╭─ Given entries

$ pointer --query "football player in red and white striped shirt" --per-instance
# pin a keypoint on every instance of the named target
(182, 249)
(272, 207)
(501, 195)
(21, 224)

╰─

● **Task prompt**:
Please give all the entries above again, exactly as they stand.

● **Exercise response**:
$ pointer --query "football player in red and white striped shirt" --per-instance
# pin a keypoint on every instance of the named target
(182, 249)
(272, 207)
(501, 195)
(21, 224)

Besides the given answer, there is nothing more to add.